Texte choisi
Puis viennent les vérités « connexes », qui ajoutent à la foi des éléments liés à la Révélation par contingence historique ou par nécessité logique, sans toutefois être contenus dans la Parole de Dieu. Exemples de faits dogmatiques historiquement contingents : les canonisations (il faut croire qu’un(e)tel(le) est saint(e), mais ce n’est pas contenu dans la Parole de Dieu !), ou la lettre apostolique de Léon XIII Apostolicae curae établissant l’invalidité des ordinations dans l’Église anglicane. Parmi les vérités connexes liées par la logique à l’accomplissement de l’enseignement de l’Église on peut citer l’immortalité de l’âme (c’est un présupposé logique à la Résurrection de la chair : pour qu’il y ait résurrection de la chair (point de fide credenda) malgré sa corruption, il faut un principe de continuité anthropologique de l’identité individuelle, et c’est l’âme immortelle qui en est le support. Mais cela n’est pas contenu dans la Parole de Dieu.)

Ces points sont dits de fide tenenda : il doivent être non pas « crus » mais « tenus ». On sent à cet expression qu’ils n’engagent pas de la même façon le croyant dans son acte de foi. Si la foi « crue » est théologale (elle relie directement à Dieu), la foi « tenue » elle semble plus faible.

Enfin, il y a tout le « profitable », ou l’annexe : c’est tout ce qui éclaire la compréhension de la foi, ou l’illustre par des cas pratiques. Cette catégorie requiert seulement l’exercice de l’intelligence et de la bonne volonté.

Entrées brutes
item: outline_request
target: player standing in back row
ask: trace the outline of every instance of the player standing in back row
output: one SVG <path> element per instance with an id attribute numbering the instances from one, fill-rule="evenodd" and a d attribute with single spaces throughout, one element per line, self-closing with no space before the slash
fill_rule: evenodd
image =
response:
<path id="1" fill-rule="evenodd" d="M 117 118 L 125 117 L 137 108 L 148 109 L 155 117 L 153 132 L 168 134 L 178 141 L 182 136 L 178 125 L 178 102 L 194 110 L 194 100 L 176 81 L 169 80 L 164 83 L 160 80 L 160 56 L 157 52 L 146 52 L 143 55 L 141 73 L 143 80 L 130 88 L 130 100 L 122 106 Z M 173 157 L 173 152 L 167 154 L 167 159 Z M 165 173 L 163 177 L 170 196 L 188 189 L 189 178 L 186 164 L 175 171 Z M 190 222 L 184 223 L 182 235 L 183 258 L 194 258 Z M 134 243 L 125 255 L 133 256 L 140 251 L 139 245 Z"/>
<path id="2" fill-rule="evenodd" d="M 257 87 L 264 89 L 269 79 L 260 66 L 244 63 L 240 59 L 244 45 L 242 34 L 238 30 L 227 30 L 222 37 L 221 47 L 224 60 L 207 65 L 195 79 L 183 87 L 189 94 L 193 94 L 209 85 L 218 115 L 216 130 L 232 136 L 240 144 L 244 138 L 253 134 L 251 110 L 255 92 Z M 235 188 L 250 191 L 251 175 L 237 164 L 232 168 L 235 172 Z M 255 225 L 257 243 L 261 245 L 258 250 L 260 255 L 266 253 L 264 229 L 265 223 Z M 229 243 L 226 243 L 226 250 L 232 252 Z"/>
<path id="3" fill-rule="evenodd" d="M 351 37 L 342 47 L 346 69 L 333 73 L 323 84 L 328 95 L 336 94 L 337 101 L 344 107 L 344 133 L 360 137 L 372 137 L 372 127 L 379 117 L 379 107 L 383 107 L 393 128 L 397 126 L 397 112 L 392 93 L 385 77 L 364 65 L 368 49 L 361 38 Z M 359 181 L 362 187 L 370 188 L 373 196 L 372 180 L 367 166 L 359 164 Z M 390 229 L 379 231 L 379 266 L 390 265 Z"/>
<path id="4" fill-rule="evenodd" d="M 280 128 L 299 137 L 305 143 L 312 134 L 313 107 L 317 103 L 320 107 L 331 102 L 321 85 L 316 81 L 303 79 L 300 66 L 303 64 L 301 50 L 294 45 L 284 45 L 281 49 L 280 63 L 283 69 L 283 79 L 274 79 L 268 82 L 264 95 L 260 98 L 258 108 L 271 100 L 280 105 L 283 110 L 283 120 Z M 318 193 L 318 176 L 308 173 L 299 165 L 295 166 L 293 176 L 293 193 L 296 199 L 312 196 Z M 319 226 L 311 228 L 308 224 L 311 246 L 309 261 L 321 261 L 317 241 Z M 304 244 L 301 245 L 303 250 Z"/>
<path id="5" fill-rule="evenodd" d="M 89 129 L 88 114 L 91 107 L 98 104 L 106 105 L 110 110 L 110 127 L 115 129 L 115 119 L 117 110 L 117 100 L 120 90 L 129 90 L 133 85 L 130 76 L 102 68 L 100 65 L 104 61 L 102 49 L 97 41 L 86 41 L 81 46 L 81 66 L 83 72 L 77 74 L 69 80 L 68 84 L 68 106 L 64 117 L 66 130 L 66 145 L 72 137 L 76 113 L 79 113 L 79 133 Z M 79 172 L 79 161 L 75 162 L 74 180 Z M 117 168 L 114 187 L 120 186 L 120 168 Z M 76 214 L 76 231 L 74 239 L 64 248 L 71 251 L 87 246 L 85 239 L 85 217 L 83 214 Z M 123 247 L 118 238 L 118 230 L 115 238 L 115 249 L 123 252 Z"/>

Consigne
Prolongez le texte sur les catégories de vérités de foi au-delà de sa dernière phrase. Ces entrées n'ont aucun lien avec le texte sur les catégories de vérités de foi.

Réponse
Voyons rapidement quelles sont les formes d’assentiment par lesquelles le croyant est engagé dans sa relation avec le magistère.

2.2. L’assentiment au magistère : comment le reçoit-on ?

(Les termes « extraordinaire », « ordinaire » , et « authentique » font l’objet de la section 2.4.)

Le magistère extraordinaire, comme tout ce qui a trait à la foi « à croire », requiert de la part du fidèle une adhésion de la foi théologale, au sens où elle relie à Dieu-même : c’est en fait lui qui agit en nous pour nous donner de croire (c’est l’infaillibilité de l’Église dans son acte de foi). L’enjeu est ici celui de l’obéissance due à Dieu, de la docilité à son Esprit qui meut en nous la foi : c’est une adhésion au mystère de Dieu révélé dans la Parole de Dieu, par le truchement d’un point contenu dans ce dépôt, un point prélevé sur la totalité du dépôt, qui cependant vise bien Dieu lui-même.

Le magistère ordinaire et universel, et aussi ce qui relève de la foi « à tenir » requiert quant à lui la soumission religieuse (généralement due au pape, ou bien au pape avec tous les évêques) de la volonté et de l’intelligence : il s’agit de croire et comprendre (si un doute subsiste, il est conseillé de prier pour que la foi soit acceptée).

Enfin, le magistère simplement authentique appelle l’obéissance religieuse, qui est due le plus souvent à l’évêque : jusqu’à plus ample informé, la parole de son évêque est juste et vraie.

2.3. Les sujets du magistère : qui parle ?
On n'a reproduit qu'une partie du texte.